Page extract:
########

First Steps photo/Rachelyn Ritchie 

3. Ensure healthy lives and promote well-being for all at all ages

Improving health is an important part of MCC’s work. In Afghanistan, we are managing a $10-million grant from the Canadian government to improve maternal and child health, which includes appetite testing for children like 1 1/2-year-old Samina (not her real name). 

Photo courtesy of Medair

In Vietnam, we support a day care center for people with disabilities resulting from exposure to Agent Orange during the Vietnam War. Children like Nguyên Trươñg Ngoc Hân, with care worker Ngô Thi Hôñg Ly, can get the support they need to live a healthier life while their parents are at work. Learn more about our work with people affected by Agent Orange.

MCC photo/Matthew Sawatzky

4. Ensure inclusive and equitable quality education and promote lifelong learning opportunities for all 

We work to make sure all children can access the education they deserve. In Serbia, for example, MCC supports a Roma education project where teachers like Željka Todorović provide extra support for Roma students like Skender Adići who often don’t know the Serbian language or whose parents don’t have education to help with assignments. Learn more about the Roma education project.

########

Extracted information:

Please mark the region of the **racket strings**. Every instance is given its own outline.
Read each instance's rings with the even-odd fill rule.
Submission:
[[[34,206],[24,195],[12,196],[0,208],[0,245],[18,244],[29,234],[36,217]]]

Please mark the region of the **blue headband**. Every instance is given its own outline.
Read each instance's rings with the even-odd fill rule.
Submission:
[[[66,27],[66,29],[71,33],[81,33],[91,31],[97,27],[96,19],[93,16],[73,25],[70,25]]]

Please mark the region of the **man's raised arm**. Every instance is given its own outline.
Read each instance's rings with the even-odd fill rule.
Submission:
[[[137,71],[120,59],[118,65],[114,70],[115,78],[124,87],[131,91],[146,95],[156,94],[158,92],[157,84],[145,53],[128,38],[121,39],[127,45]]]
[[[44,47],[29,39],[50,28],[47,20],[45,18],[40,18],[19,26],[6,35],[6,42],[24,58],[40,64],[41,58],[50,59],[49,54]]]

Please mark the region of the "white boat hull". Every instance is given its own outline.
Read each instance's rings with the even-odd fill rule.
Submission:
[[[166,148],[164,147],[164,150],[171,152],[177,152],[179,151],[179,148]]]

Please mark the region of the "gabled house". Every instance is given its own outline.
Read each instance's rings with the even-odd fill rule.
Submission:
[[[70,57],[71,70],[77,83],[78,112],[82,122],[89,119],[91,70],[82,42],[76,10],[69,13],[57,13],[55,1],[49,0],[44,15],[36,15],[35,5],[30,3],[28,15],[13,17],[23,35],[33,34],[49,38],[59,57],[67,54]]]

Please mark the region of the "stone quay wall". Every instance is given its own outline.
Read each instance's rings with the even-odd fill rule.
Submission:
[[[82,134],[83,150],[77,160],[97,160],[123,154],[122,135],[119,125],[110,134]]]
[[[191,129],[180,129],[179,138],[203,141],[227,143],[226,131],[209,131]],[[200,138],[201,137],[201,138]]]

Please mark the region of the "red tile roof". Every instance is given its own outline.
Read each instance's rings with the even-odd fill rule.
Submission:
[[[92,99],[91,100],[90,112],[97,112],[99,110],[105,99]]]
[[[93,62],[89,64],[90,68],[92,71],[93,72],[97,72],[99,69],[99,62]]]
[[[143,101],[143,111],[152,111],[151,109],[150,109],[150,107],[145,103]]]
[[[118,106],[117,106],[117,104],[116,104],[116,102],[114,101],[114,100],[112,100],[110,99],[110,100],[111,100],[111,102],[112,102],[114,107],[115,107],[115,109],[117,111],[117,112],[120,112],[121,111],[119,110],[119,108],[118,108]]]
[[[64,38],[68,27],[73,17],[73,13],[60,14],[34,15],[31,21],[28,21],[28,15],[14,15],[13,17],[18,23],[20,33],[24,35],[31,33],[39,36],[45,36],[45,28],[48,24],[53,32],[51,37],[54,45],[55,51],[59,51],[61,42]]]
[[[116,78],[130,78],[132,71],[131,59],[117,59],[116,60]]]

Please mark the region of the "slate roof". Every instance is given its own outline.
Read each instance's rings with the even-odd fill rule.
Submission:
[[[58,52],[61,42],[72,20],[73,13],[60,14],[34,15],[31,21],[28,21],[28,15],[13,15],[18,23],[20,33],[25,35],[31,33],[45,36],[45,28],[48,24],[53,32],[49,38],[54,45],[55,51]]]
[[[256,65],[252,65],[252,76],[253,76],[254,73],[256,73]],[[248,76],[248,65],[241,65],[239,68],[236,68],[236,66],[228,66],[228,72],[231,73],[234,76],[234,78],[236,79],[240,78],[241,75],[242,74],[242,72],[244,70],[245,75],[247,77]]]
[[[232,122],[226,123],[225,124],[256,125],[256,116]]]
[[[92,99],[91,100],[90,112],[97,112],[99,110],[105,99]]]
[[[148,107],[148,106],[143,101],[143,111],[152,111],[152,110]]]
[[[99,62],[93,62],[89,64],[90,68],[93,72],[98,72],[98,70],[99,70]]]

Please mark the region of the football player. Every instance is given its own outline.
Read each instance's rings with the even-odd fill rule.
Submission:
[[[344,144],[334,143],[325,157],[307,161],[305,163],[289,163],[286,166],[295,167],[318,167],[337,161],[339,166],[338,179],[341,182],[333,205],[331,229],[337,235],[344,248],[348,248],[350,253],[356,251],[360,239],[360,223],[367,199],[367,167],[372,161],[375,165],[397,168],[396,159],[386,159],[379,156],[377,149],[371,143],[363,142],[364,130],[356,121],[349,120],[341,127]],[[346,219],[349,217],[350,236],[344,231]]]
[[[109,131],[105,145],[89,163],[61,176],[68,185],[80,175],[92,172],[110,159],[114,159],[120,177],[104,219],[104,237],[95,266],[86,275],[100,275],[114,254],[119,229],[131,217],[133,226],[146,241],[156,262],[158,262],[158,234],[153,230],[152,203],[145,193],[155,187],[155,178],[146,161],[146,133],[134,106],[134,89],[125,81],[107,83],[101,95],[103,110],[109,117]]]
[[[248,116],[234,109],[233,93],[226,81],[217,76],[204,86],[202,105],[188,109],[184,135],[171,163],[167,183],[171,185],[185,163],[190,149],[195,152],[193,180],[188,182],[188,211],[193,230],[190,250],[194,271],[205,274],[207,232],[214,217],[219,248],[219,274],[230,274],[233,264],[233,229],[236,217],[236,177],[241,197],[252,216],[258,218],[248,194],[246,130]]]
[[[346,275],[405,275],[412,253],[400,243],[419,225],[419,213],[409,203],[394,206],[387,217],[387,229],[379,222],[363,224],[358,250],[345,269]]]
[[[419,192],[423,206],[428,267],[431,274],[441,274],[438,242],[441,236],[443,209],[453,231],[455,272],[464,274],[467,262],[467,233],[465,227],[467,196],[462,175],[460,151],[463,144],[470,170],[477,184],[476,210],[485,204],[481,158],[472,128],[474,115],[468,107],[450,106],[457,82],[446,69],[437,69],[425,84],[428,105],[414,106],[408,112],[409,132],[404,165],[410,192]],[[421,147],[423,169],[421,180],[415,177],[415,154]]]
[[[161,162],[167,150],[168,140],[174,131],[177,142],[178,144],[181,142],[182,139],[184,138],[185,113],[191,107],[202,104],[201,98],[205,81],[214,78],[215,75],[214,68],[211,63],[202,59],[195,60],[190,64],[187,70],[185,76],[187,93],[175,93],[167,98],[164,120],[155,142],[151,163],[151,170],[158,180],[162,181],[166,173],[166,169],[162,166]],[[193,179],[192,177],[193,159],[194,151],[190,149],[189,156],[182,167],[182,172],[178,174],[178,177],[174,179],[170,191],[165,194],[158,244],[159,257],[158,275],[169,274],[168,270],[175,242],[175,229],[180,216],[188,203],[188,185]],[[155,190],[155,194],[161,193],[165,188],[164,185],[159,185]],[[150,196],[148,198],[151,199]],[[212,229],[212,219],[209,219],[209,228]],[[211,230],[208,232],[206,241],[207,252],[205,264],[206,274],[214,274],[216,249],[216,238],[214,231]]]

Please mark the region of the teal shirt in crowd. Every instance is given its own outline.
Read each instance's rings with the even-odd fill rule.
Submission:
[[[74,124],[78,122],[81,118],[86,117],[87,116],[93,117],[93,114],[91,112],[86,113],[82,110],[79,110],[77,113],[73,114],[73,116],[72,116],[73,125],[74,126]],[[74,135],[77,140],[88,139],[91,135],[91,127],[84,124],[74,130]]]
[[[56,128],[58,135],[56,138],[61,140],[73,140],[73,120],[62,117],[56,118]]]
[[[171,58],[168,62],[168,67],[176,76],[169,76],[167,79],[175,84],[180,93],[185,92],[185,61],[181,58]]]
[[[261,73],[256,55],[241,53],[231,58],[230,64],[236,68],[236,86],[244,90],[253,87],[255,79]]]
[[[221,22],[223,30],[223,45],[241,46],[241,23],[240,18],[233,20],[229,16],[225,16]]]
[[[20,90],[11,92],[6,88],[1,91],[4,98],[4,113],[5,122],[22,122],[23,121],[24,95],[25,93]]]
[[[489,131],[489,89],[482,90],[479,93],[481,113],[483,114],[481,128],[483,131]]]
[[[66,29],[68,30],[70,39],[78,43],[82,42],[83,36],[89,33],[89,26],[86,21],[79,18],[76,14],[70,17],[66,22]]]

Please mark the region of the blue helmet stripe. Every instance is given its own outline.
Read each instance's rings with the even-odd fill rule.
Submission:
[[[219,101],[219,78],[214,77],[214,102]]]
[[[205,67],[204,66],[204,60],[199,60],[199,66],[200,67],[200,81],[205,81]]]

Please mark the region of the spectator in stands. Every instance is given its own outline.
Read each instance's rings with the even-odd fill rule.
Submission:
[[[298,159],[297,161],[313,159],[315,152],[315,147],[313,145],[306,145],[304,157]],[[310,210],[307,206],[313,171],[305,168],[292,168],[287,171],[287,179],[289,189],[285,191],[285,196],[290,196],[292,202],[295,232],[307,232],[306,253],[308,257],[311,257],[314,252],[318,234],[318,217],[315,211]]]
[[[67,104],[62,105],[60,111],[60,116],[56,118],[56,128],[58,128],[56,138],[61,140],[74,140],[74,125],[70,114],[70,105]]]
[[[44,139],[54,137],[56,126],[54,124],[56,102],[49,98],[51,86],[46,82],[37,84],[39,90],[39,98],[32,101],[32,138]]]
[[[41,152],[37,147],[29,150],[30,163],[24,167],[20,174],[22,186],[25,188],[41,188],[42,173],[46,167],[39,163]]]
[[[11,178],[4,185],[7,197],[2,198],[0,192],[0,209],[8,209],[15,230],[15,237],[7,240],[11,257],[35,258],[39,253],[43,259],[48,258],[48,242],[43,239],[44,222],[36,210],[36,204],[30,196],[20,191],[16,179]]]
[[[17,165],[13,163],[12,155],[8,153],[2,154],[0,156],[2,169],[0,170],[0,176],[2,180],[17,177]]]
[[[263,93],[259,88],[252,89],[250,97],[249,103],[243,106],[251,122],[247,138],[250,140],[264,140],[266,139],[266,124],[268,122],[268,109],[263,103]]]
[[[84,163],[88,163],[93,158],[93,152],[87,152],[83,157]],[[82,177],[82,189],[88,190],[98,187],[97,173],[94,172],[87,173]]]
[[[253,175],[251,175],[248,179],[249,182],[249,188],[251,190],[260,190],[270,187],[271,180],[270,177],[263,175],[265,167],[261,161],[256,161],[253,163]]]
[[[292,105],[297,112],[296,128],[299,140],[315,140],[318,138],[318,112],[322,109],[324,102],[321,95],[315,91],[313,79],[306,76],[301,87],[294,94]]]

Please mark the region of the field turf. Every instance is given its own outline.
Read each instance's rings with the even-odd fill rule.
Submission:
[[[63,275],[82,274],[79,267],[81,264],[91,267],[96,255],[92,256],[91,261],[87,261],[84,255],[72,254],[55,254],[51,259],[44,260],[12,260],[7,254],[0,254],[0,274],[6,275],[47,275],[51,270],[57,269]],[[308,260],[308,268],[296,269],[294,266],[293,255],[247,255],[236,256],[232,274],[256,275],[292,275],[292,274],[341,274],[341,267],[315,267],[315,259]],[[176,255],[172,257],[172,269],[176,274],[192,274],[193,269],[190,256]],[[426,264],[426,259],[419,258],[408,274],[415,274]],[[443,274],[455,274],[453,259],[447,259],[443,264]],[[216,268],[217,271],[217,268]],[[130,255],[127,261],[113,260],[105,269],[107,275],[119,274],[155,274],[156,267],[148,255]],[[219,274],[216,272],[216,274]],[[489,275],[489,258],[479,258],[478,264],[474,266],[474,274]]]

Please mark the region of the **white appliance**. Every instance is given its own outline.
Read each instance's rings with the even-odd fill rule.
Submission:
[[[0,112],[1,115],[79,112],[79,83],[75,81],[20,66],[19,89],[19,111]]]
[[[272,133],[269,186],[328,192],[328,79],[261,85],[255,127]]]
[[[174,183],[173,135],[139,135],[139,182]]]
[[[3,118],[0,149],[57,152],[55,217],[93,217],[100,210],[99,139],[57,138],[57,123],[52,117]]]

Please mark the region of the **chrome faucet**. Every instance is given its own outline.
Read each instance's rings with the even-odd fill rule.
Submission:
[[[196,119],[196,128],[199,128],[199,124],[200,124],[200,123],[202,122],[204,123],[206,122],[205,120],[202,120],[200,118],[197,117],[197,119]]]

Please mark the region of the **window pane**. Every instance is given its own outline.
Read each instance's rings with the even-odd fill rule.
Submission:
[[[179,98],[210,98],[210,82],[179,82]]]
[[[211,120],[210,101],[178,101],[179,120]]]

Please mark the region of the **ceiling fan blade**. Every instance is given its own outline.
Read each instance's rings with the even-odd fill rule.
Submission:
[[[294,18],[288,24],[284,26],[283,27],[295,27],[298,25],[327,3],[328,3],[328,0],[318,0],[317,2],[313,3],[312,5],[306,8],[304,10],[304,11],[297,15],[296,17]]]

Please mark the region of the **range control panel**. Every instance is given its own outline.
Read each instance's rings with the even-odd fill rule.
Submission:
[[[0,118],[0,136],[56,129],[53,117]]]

########

Set of tasks:
A - Answer these questions about the MCC extract above, labeling each answer (i), (ii) or (iii):
(i) How large is the Canadian government grant that MCC manages in Afghanistan?
(ii) In which country does MCC support a day care center for people with disabilities from Agent Orange exposure?
(iii) Who is the teacher named in the Serbia project?
B - Copy out the part of the MCC extract that opens with the words "Photo courtesy of" and closes with "by Agent Orange.", renaming "care worker" as "caregiver".

Answers provided:
A -
(i) $10 million
(ii) Vietnam
(iii) Željka Todorović

B -
Photo courtesy of Medair

In Vietnam, we support a day care center for people with disabilities resulting from exposure to Agent Orange during the Vietnam War. Children like Nguyên Trươñg Ngoc Hân, with caregiver Ngô Thi Hôñg Ly, can get the support they need to live a healthier life while their parents are at work. Learn more about our work with people affected by Agent Orange.